**Work required:**
Copy the rows from the line containing "Identify each instance of the black piano" through the end of the rows, swapping "piano key" for "keyboard key" and keeping all else unchanged.

------ Data

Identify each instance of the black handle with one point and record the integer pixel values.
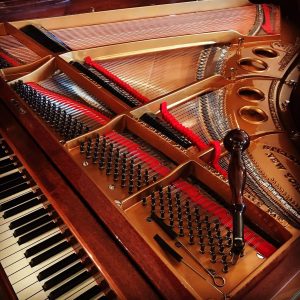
(236, 142)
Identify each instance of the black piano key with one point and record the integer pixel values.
(12, 183)
(25, 219)
(35, 233)
(5, 162)
(32, 225)
(13, 190)
(57, 266)
(17, 201)
(8, 168)
(89, 294)
(10, 177)
(22, 207)
(69, 285)
(62, 276)
(49, 253)
(43, 245)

------------

**Final result:**
Identify each instance of the black keyboard key with one point and record the integer pixel values.
(12, 183)
(25, 219)
(35, 233)
(5, 162)
(32, 225)
(13, 190)
(57, 266)
(17, 201)
(8, 168)
(89, 294)
(10, 177)
(22, 207)
(69, 285)
(62, 276)
(49, 253)
(43, 245)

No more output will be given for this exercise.